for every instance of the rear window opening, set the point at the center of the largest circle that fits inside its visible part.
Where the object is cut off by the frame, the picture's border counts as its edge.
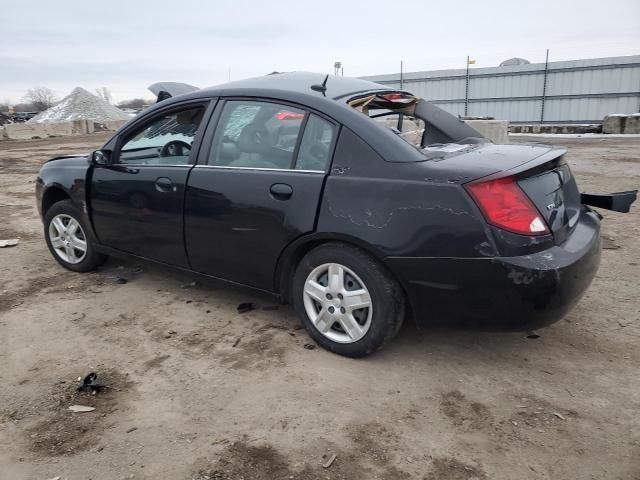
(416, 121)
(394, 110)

--

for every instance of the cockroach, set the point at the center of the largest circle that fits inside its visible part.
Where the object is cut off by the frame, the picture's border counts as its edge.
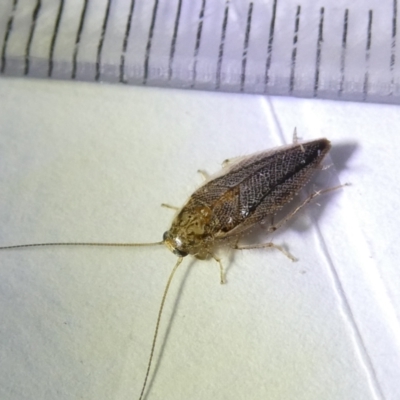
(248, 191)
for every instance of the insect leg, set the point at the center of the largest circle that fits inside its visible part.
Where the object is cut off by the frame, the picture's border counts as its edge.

PROBLEM STATEMENT: Wherever the string "that" is found in the entries, copy the line it sits in.

COMPLETED EXERCISE:
for every instance of the rear window opening, set the point at the center of the largest circle that fits inside its visible part.
for every instance of the cockroach, set the point at the center of the largest circle that fits inside its visible part.
for every instance of the insect leg, set the point at the center of the largest circle that fits inside its visible part.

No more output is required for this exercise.